## Reading passage
● ● ● ● ●

Since April, I have been honoured to be a member of the Huron Soph Team’s charity initiatives. A tradition amongst the orientation teams across Western is collecting bottles for its bottle drive over the summer to raise money for cancer research. This is a charity initiative that I am passionate about, with my family losing a close friend a year ago to the disease and my Grandmother who was taken before her time when my mother was my age and a Huron student in history herself. It is a disease that is disturbingly prevalent and I know many people I’m close to have their own horror stories of how cancer has taken has taken away a loved one.
The thing that really scares the shit out of me is how much of an equal opportunity killer it is. Cases arise every day. I’m terrified to think about who in fifty years time that I know now may obtain a form of cancer or will have had to lose several friends and family along the way through their life’s journey to it. One thing that being a Western student has taught me is that everyone has their own cancer nightmare and they hate it. The great thing about Western is that it is such an amazing environment that it encourages people to spin that hatred into passion and attempt to truly make a difference.
I am writing this because of a scary little Google search I made about ten minutes ago. Huron has just hit the $1,000 mark with its bottle drive, and I could not possibly be more proud of my team than I am right now. I suggested the goal of $1,000 because of all the little zeroes at the end. After all, collecting the equivalent of 10,000 bottles is no small feat. Tonight, I wanted to see what $1,000 could do in the fight against cancer. While looking for some rateable figures I stumbled upon the American National Cancer Institute list of how much funding each type of cancers received in 2008. You can read the list here. Now those are some scary numbers, especially given no cure exists. $572.6 million for breast cancer, $110.8 million for melanoma, $247.6 million for lung cancer. The numbers are astronomically high.
My team of 35 dedicated Huron sophs has raised $1,000 in just empty bottles, something that many people just throw away. Little things can easily make a big splash, and friends of the Huron community have shown that. Those two beers I knocked back last night while watching “Breaking Bad” last night equates to twenty-cents towards cancer research. A friend’s Canada Day party: $9.80. A teammate’s parents having multiple backyard wine parties throughout the summer $13.80. The entirety of the Huron’s Beaver Dam bar night empties for the year: $170. People love to give little amounts to big causes if they know about it, and that is what truly makes the difference.

● ● ● ● ●

Saved data entries

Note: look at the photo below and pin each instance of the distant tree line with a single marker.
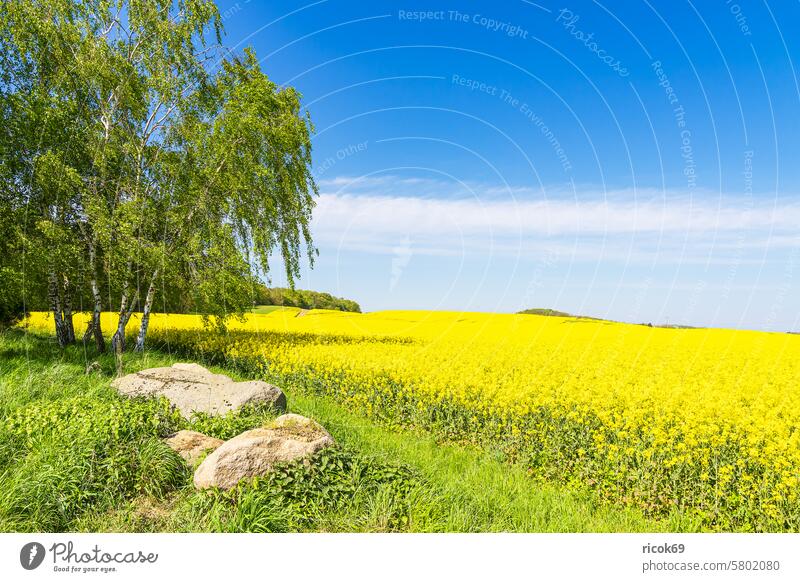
(303, 298)
(143, 165)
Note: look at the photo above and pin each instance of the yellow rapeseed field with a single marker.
(698, 421)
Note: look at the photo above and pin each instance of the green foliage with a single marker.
(140, 157)
(94, 462)
(301, 495)
(303, 298)
(65, 457)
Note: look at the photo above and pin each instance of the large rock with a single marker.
(191, 445)
(192, 388)
(255, 452)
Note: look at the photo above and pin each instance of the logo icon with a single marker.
(31, 555)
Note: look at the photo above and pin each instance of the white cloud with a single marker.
(372, 214)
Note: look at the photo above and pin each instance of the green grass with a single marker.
(74, 456)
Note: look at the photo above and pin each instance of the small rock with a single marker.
(193, 388)
(191, 445)
(254, 452)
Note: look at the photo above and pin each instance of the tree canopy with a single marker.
(142, 158)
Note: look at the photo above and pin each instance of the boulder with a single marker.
(193, 388)
(255, 452)
(191, 445)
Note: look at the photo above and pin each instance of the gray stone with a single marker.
(193, 388)
(255, 452)
(191, 445)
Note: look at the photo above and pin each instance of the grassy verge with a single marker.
(74, 456)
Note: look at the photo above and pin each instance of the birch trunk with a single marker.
(118, 340)
(55, 306)
(69, 328)
(98, 304)
(148, 304)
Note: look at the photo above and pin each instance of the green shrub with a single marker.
(66, 457)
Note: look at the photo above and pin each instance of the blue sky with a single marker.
(630, 160)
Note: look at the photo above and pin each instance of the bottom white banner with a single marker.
(408, 557)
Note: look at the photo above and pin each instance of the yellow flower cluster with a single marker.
(701, 421)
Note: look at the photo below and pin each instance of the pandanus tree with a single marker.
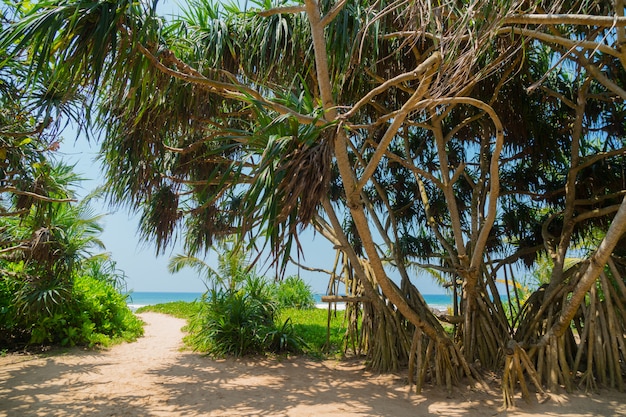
(404, 132)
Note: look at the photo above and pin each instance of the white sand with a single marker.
(152, 377)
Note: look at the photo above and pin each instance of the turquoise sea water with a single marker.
(139, 299)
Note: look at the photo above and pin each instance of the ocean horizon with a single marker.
(137, 299)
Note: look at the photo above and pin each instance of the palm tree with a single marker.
(233, 266)
(383, 125)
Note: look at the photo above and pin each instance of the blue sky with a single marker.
(146, 271)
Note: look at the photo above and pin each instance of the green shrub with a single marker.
(293, 292)
(93, 313)
(241, 322)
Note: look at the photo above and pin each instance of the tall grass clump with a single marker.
(242, 321)
(293, 292)
(91, 313)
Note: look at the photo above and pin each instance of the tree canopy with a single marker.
(463, 137)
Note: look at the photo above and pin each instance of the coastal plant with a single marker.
(469, 137)
(293, 292)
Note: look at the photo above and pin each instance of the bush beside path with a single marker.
(153, 377)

● ● ● ● ●

## Task instructions
**a.** Decide whether each statement agrees with the text about the Huron bottle drive. Answer yes or no for each, and quote the words of the text that settle it.
(i) The writer proposed $1,000 as the bottle drive's goal.
(ii) The funding figures the writer found came from a Canadian cancer institute.
(iii) The empties from Huron’s Beaver Dam bar night for the year came to $170.
**b.** Go on with the text about the Huron bottle drive, picking up after its final sentence.

## Exercise responses
**a.**
(i) Yes: "I suggested the goal of $1,000 because of all the little zeroes at the end."
(ii) No: "I stumbled upon the American National Cancer Institute list of how much funding each type of cancers received in 2008."
(iii) Yes: "The entirety of the Huron’s Beaver Dam bar night empties for the year: $170."

**b.**
On average, a round of treatment for cancer in Canada costs $60,000, This can be broken down further as well. A pill of filgrastim, a drug that tackles the side effects of chemotherapy costs $1,600 per month. One anti-nausea pill can cost $23 a pill. That pill can make a cancer patient forget about their sickness for just a little while, which must feel like the greatest gift in the world. With $23 providing some temporary relief, $1,000 can really go a long way.
It is the little things that help make a huge difference. We turned one bottle into ten thousand in just three months. Unfortunately cancer will not be cured by instantly by any one fundraising initiative but by fostering the people-focused environment that Western and Huron has and applying that personal connection with every donation, no matter the size, the life of once cancer patient can be made easier. So donate a couple of bottles to your constituencies soph team. I guarantee they will appreciate it and will be more than willing to take it as I know that they have the same mentality that I do. I believe that that if for even one second, Western provides a single cancer patient some ease of mind and a helping hand, then cancer has lost its fruitless battle as life and determination has overcome it. That will gives us the time to get the rest of the time and money needed to deliver cancer a killing blow.
DISCLAIMER: I understand that the stats I have gathered may be outdated. I believe ballpark figures are good enough to get the point across that cancer sucks and humankind rocks and will win.